* **Exercise description**:
Show every line of the records below that contains the word "hair", matching its case exactly.

(Rows from a dataset)
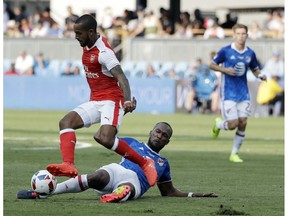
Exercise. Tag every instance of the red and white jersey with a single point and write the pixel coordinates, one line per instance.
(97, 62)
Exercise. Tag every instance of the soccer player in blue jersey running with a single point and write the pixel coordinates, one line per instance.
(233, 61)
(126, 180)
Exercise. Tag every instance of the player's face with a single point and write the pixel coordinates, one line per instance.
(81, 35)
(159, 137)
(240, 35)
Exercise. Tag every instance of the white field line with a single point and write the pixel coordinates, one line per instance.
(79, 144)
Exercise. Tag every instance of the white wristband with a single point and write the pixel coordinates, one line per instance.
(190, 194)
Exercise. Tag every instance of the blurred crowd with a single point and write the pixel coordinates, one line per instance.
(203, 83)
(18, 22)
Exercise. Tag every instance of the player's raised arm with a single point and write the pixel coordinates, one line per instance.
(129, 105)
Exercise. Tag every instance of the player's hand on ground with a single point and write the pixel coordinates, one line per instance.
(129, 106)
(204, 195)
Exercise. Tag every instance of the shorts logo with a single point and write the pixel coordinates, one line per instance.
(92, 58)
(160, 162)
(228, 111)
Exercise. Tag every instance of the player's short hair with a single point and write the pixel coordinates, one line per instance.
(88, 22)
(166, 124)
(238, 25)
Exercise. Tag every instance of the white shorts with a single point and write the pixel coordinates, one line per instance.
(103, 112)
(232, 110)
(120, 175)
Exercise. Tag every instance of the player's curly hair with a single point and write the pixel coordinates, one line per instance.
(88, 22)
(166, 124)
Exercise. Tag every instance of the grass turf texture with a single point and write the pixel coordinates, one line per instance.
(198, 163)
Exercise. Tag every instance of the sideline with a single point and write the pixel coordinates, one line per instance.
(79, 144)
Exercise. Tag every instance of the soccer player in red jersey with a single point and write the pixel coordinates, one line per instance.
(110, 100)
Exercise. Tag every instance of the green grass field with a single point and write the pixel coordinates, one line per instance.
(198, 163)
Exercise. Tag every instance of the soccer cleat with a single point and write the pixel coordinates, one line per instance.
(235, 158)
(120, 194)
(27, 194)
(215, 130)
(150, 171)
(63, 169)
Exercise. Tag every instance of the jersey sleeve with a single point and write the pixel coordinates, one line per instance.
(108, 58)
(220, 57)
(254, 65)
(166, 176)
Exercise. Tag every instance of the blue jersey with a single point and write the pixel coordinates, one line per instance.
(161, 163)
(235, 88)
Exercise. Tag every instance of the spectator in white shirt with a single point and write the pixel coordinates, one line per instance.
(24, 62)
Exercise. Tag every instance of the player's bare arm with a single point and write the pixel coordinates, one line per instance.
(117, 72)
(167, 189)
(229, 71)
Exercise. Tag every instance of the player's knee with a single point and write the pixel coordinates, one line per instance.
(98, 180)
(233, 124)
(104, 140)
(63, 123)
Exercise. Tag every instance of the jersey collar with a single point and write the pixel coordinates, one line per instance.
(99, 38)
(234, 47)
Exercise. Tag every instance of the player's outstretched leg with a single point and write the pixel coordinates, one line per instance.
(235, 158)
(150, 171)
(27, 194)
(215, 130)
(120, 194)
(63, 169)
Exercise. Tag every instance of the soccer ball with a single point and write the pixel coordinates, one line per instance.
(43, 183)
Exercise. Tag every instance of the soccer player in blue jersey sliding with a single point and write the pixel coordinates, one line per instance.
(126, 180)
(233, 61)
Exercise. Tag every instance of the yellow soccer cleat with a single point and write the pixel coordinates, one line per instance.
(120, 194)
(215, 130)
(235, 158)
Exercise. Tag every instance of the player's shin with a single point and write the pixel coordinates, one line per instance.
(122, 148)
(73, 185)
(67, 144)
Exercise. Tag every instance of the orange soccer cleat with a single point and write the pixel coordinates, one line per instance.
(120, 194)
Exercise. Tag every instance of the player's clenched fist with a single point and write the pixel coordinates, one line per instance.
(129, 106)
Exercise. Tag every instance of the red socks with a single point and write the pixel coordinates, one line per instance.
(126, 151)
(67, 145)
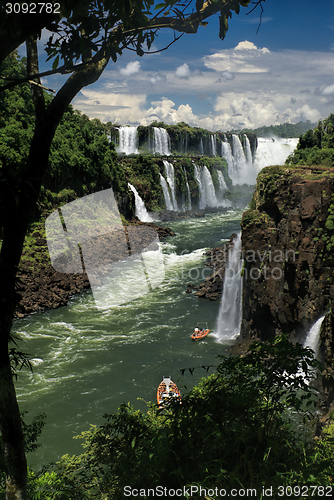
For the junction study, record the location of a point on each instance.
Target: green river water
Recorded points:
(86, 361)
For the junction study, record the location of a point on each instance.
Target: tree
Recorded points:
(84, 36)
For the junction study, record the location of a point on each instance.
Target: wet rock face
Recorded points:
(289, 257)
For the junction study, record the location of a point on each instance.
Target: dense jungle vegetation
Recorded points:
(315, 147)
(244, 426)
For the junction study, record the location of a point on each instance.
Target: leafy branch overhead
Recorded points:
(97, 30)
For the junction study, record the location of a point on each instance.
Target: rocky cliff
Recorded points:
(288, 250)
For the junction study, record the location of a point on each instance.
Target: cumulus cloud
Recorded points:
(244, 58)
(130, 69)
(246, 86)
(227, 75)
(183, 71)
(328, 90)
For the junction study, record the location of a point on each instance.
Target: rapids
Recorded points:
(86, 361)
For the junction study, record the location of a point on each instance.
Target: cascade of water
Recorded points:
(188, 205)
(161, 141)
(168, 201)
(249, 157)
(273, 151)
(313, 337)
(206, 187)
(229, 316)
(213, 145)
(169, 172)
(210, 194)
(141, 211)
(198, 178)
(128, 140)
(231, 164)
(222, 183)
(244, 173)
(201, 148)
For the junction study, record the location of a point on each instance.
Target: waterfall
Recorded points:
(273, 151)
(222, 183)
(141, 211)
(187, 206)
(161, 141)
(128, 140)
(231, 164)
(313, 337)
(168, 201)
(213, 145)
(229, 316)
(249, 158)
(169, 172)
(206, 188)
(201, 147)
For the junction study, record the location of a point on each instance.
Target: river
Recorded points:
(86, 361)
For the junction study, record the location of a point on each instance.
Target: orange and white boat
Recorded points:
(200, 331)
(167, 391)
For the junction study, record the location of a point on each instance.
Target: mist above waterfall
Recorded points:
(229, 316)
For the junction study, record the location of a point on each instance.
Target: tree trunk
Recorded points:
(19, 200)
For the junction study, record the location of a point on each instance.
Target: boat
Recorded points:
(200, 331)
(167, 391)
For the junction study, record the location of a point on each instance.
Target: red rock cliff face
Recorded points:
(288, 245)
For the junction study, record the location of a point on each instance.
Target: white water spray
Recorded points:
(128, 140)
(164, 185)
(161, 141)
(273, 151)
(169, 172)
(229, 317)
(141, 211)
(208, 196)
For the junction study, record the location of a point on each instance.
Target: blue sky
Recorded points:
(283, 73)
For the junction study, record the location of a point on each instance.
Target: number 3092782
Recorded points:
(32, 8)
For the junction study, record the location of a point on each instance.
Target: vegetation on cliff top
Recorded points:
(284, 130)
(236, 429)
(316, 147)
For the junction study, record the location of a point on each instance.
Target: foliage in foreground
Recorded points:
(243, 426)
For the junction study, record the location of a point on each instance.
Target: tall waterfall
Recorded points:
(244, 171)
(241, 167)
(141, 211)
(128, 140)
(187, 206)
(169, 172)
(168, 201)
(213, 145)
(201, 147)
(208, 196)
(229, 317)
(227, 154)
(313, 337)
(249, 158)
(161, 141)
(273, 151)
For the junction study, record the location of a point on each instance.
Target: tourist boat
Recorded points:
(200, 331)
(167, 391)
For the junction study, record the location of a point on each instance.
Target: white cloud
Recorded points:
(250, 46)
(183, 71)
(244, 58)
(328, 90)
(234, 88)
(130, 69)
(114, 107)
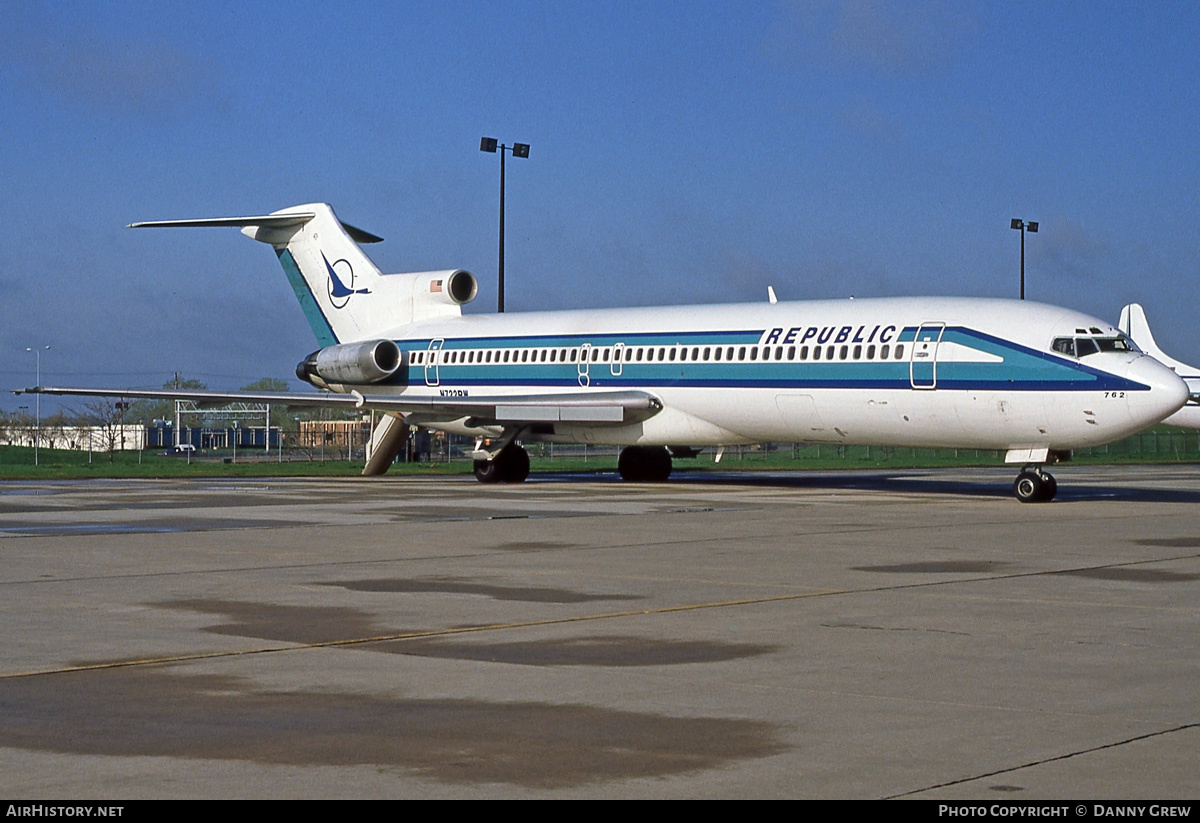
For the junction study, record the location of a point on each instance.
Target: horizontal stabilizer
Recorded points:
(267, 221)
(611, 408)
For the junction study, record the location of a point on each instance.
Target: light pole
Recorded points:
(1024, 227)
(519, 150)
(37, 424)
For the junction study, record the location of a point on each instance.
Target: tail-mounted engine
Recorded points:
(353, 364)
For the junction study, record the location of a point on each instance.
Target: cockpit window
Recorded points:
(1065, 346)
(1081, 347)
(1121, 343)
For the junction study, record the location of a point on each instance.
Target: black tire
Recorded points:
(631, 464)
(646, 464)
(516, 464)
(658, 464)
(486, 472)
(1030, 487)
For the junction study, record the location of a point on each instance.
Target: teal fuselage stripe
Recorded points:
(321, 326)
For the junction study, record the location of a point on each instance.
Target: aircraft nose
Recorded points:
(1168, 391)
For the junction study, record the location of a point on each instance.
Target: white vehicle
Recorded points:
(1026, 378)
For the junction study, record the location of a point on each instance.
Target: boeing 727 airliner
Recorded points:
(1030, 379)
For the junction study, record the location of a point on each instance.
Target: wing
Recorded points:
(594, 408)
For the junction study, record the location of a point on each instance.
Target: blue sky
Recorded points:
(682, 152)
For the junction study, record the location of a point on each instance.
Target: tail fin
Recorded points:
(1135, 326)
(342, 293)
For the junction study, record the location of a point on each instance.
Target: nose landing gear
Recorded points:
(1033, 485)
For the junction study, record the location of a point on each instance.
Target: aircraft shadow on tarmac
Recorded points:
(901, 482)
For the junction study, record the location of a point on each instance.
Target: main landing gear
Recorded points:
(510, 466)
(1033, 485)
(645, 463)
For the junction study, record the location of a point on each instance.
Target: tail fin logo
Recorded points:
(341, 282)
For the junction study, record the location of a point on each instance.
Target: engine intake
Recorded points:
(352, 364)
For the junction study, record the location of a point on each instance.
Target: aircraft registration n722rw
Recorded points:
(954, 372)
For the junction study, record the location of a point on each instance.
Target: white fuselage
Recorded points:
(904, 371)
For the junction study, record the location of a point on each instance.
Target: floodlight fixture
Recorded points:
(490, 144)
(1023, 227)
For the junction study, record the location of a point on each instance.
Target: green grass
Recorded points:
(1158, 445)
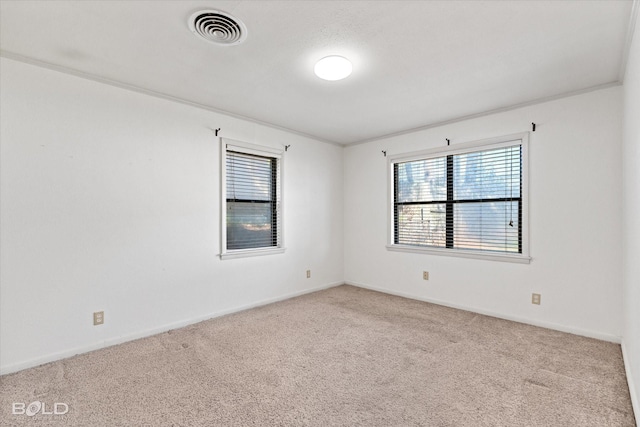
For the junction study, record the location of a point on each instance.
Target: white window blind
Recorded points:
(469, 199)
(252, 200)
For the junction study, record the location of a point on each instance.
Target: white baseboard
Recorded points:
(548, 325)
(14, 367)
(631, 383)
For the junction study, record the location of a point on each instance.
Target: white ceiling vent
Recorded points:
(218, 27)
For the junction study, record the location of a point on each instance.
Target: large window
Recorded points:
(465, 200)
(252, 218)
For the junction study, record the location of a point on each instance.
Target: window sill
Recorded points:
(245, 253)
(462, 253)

* **Output**:
Exercise. Tag every instance of the player's short hair with a single point and write the pixel coordinates, one line per instance.
Exercise. Tag every instance of the player's curly hair with a single point and write the pixel coordinates, one line per instance.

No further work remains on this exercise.